[Data section]
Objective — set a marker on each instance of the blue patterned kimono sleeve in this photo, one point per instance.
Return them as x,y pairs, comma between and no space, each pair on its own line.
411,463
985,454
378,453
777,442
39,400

...

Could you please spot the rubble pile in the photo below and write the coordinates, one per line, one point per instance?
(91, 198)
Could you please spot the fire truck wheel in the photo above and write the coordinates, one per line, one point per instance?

[What to produce] Rewrite the part that opens with the line containing "Could you please spot the rubble" and closes with the line containing "Could you please spot the fire", replacing "coordinates" with "positions" and leaving everything else unchanged.

[Written response]
Could you please spot the rubble pile in the photo below and write the positions, one per line, one point per instance?
(91, 198)
Could you please spot the fire truck wheel in the photo above and write the positions, one per line, one point per instance?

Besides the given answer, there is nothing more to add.